__Study material__:

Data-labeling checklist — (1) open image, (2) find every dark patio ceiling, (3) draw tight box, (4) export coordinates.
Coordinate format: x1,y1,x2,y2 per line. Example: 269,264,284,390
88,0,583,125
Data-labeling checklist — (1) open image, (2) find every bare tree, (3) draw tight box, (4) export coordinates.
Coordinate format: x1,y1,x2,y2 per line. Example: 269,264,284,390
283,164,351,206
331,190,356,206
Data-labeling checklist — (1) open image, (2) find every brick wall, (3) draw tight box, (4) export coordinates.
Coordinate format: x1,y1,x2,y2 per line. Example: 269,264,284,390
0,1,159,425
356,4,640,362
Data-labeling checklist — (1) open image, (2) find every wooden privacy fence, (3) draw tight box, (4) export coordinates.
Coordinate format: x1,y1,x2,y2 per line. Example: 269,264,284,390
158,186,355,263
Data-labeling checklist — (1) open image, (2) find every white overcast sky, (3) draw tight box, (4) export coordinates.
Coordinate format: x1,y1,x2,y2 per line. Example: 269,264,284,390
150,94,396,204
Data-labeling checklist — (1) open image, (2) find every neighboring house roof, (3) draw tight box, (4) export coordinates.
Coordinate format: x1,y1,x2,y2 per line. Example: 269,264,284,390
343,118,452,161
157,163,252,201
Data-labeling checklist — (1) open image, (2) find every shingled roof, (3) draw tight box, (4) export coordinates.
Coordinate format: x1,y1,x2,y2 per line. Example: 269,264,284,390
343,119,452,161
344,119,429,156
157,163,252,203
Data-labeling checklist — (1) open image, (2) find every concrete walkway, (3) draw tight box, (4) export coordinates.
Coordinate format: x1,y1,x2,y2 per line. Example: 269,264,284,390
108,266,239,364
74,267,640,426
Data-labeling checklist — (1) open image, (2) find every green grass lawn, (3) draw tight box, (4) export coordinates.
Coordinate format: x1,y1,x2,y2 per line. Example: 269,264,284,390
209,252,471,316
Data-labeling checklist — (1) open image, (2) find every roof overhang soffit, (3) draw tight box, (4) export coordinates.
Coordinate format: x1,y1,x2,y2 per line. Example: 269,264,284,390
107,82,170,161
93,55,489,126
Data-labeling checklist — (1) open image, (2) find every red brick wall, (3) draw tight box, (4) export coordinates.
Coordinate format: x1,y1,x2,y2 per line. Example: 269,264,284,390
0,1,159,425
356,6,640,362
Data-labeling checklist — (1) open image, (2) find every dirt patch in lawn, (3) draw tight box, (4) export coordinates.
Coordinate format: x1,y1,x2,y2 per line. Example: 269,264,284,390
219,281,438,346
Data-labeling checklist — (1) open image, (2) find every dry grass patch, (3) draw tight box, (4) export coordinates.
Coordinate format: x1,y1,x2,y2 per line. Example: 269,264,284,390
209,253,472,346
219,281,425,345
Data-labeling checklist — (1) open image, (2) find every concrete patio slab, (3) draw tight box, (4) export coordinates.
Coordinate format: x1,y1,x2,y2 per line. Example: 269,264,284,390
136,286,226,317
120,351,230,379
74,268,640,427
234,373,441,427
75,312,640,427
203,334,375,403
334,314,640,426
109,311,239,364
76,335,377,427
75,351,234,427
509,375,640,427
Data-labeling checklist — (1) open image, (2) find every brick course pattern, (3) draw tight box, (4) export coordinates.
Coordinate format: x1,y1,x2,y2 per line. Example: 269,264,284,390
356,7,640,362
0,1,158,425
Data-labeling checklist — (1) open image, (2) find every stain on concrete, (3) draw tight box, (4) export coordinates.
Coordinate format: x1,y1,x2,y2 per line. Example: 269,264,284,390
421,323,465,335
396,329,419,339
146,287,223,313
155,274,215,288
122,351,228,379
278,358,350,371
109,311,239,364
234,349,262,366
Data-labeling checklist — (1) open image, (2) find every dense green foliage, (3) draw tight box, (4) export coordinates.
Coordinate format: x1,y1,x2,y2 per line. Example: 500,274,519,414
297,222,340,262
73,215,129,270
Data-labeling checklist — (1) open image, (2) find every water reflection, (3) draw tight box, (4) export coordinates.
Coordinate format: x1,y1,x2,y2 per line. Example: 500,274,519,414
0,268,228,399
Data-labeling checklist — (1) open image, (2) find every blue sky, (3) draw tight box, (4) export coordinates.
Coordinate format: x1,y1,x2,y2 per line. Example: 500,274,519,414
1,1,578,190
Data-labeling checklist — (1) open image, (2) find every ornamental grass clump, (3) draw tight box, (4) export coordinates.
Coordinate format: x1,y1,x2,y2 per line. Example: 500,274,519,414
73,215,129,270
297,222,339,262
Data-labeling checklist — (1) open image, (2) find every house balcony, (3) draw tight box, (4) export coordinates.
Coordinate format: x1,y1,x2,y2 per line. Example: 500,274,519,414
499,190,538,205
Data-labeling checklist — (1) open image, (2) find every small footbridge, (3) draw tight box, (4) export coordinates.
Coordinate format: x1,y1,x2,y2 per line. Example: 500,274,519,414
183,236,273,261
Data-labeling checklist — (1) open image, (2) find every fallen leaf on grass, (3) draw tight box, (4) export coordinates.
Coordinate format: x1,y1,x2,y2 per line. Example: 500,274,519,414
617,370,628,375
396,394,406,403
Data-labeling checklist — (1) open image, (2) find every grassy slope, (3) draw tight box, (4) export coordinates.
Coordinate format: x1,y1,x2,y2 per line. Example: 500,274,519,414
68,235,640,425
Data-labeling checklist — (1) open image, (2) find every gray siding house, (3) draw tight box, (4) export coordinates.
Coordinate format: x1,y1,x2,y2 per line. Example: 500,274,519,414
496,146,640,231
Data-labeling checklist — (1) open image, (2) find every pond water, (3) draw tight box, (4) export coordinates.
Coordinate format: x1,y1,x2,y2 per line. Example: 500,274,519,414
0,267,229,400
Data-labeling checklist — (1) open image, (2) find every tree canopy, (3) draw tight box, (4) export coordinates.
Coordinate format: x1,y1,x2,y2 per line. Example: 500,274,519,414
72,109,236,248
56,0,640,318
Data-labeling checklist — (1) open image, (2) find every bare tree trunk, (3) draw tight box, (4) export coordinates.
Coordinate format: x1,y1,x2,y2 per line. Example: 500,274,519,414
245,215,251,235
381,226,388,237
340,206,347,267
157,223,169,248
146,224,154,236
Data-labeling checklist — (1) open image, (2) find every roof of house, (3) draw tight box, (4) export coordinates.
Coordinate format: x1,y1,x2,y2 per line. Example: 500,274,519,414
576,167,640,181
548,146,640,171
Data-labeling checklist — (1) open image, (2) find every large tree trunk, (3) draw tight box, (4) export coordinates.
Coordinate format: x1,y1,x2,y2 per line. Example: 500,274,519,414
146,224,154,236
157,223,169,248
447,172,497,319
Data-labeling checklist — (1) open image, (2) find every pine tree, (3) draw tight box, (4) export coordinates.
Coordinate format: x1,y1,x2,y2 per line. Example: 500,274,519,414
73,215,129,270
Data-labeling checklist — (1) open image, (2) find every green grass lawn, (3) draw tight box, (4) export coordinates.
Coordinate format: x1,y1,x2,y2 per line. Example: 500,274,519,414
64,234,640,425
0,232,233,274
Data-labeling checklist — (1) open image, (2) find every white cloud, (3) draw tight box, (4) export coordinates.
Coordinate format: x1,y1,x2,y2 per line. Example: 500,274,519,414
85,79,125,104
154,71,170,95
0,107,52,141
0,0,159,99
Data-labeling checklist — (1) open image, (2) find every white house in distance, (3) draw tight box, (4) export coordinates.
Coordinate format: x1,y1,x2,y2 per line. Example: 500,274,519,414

__Brief__:
Restate the records word for word, keeping every line.

__Response to this exercise__:
Data-labeling checklist — (1) open image, (2) find every dark patio ceiling, (3) draw tight box, (4) export coordinates.
Coordinate format: x1,y1,x2,y2 per line. Example: 269,264,284,390
88,0,583,125
Data-labeling checklist — (1) open image, (2) find every bare tree, (3) draw tight box, (4) export coordinates.
Coordinate format: x1,y1,x2,y2 per line. Example: 269,264,284,390
283,164,351,206
331,190,356,206
Data-labeling checklist — (1) open image, (2) find every brick wall, (3) draw tight box, (4) export coordinates.
Coordinate format: x1,y1,x2,y2 per line. Example: 269,264,284,390
0,1,159,425
356,4,640,362
Data-labeling checklist — (1) open image, (2) find every wooden privacy fence, (3) draw tight box, (4) export coordinates.
Coordinate format: x1,y1,x2,y2 per line. Example: 269,264,284,390
158,186,355,263
Data-labeling checklist — (1) open image, (2) find every white overcast sky, (3) draw tight box, (4) export coordinates.
Coordinate format: x1,y1,x2,y2 per line. Example: 269,264,284,390
150,94,396,204
Data-labeling checklist — (1) open image, (2) find every neighboring house roof, (3) draw tight box, (4) export coordinates.
Coordinate format: x1,y1,x2,y2 per line. Example: 269,264,284,390
343,118,452,161
157,163,252,201
Data-labeling checklist — (1) open image, (2) find every shingled roof, (3) draw tight box, (4) export coordinates.
Coordinate format: x1,y1,x2,y2 per line. Example: 269,264,284,390
343,119,452,161
344,119,429,156
157,163,252,203
Data-labeling checklist — (1) open image, (2) find every concrete walkway, (3) draw tight box, (4) export coordinates.
Coordinate format: x1,y1,x2,y2 per line. Example: 269,264,284,390
108,266,239,364
74,267,640,426
Data-labeling checklist — (1) open image, (2) find every green grass lawn, (3) draw tight box, (4) export coordinates.
Coordinate format: x1,y1,x2,y2 per line. Example: 269,264,284,390
209,252,471,316
Data-labeling checklist — (1) open image, (2) find every roof overhang soffit, (3) draw tight box, (4) export coordinates.
Coordinate format: x1,y1,x2,y2 per line. Example: 269,264,284,390
107,82,170,161
93,55,489,126
Data-labeling checklist — (1) open image, (2) find every red brick wall, (3) draw tight box, (4) export coordinates.
Coordinate format: x1,y1,x2,y2 per line. Example: 269,264,284,390
0,1,159,425
356,6,640,362
Data-labeling checklist — (1) open image, (2) find every dirt patch in lawn, (3) draw tight box, (4) export coordinates.
Coordinate format: x1,y1,x2,y2 per line. Example: 269,264,284,390
219,281,438,346
Data-labeling checklist — (1) open image, (2) find every dry grass patch, (3) draw tight box, (4) export coordinates.
Coordinate format: x1,y1,x2,y2 per line. Example: 269,264,284,390
209,253,472,346
219,281,425,345
Data-labeling checklist — (1) open image, (2) find every concrete patio slab, (3) draw tight box, (4) export coordinates.
Coordinate format: x1,y1,x2,y2 per line. Example: 269,264,284,390
136,286,226,317
120,351,230,379
74,268,640,427
234,373,441,427
75,312,640,427
203,334,375,403
334,314,640,426
109,311,239,364
76,335,377,427
75,351,234,427
509,375,640,427
Data-labeling checklist — (1) open image, (2) find every brick course pattern, (3) draw tight box, (4) export coordinates.
Coordinate format: x1,y1,x2,y2 per line. Example: 269,264,284,390
356,7,640,362
0,1,158,425
Data-labeling checklist — (1) open image, (2) find every stain on concrete, (3) draw tight box, (4) export coordinates.
Coordinate format: x1,y1,x2,y2 per line. Example: 269,264,284,390
421,323,465,335
396,329,419,339
146,287,223,313
155,274,215,288
122,351,228,379
278,358,350,371
109,311,239,364
234,349,262,366
Data-labeling checklist — (1) open image, (2) find every dense green foliage, (3) draw tight box, (4) export coordinates.
Coordinate format: x1,y1,x2,y2 per line. Example: 500,274,519,414
297,222,340,262
73,215,129,270
Data-labeling checklist — (1) open image, (2) find every water reflection, (3) draw tight box, (4) export coordinates.
Coordinate format: x1,y1,x2,y2 per line. Example: 500,274,519,414
0,268,228,399
Data-labeling checklist — (1) open image, (2) find every blue sky, (3) draw tight box, (4) export coordinates.
Coordinate format: x1,y1,x2,y2 per line. Example: 500,274,519,414
1,1,578,190
Data-labeling checklist — (1) open image, (2) find every ornamental grass clump, (3) draw tight box, (4) export coordinates.
Coordinate format: x1,y1,x2,y2 per line. Example: 500,274,519,414
73,215,129,270
297,222,339,262
Data-labeling checklist — (1) open image, (2) find every house balcony, (3) draw tight box, (4) export coordinates.
Coordinate format: x1,y1,x2,y2 per line. Example: 500,274,519,414
499,190,538,205
Data-labeling checklist — (1) open image, (2) find every small footbridge, (3) draw tight box, (4) export coordinates.
Coordinate format: x1,y1,x2,y2 per line. Example: 500,274,519,414
183,236,273,261
Data-labeling checklist — (1) open image, (2) find every fallen leaf on grass, (3) draw tight box, (4) export coordinates.
Coordinate format: x1,y1,x2,y2 per line. Example: 500,274,519,414
617,370,628,375
396,394,406,403
Data-labeling checklist — (1) open image, (2) find every grassy slope, (3) draw tight box, (4) export coordinates.
Coordinate format: x1,y1,x2,y2 per line. Example: 500,274,519,414
68,235,640,425
Data-labeling checklist — (1) open image, (2) find every gray siding house, (3) draw tight box, (4) export coordinates.
Coordinate format: x1,y1,x2,y2 per line. Example: 500,274,519,414
496,146,640,231
Data-labeling checklist — (1) open image, (2) find every pond water, (3) draw tight box, (4) export coordinates.
Coordinate format: x1,y1,x2,y2 per line. Example: 500,274,519,414
0,267,229,400
Data-labeling checklist — (1) open image, (2) find every tree canopy, (3) draw tight box, (4) export coordinates.
Coordinate format: x1,y1,x2,y2 per line. Example: 500,274,519,414
72,109,236,248
56,0,640,318
Data-labeling checklist — (1) open image, (2) find every bare tree trunk, (3) draw tight box, (4) export coordinates.
Coordinate format: x1,y1,x2,y2 per line. Example: 500,274,519,414
245,215,251,235
381,226,388,237
340,206,347,267
157,223,169,248
146,224,154,236
Data-labeling checklist — (1) open image, (2) find every roof of house, (3) draw tight box, (4) export coordinates.
Coordinate format: x1,y1,x2,y2 per line. Example: 500,274,519,414
576,167,640,181
548,146,640,171
Data-labeling checklist — (1) open image, (2) find every large tree trunk, (3) draw tight box, (4) export coordinates.
Coordinate format: x1,y1,x2,y2 per line. Example: 500,274,519,414
146,224,154,236
157,223,169,248
447,172,497,319
Data-labeling checklist — (1) open image, (2) find every pine tree, (3) draw tight box, (4) export coordinates.
Coordinate format: x1,y1,x2,y2 per line. Example: 500,274,519,414
73,215,129,270
Data-labeling checklist — (1) open image, (2) find every green grass lawn, (3) draw tight box, (4) export coordinates.
Coordinate format: x1,y1,x2,y2 per line. Example: 500,274,519,414
64,234,640,425
0,232,233,274
Data-labeling checklist — (1) open image, (2) find every white cloud, (3) draw tight box, (4) export coordinates.
Coordinate format: x1,y1,x2,y2 per line. Example: 500,274,519,414
85,79,125,104
154,71,170,95
0,107,52,141
0,0,159,99
Data-labeling checklist — (1) open image, (2) find every white house in distance, (3) draw tight box, (4) export coordinates.
Coordinate format: x1,y1,x2,y2 per line. Example: 500,274,519,414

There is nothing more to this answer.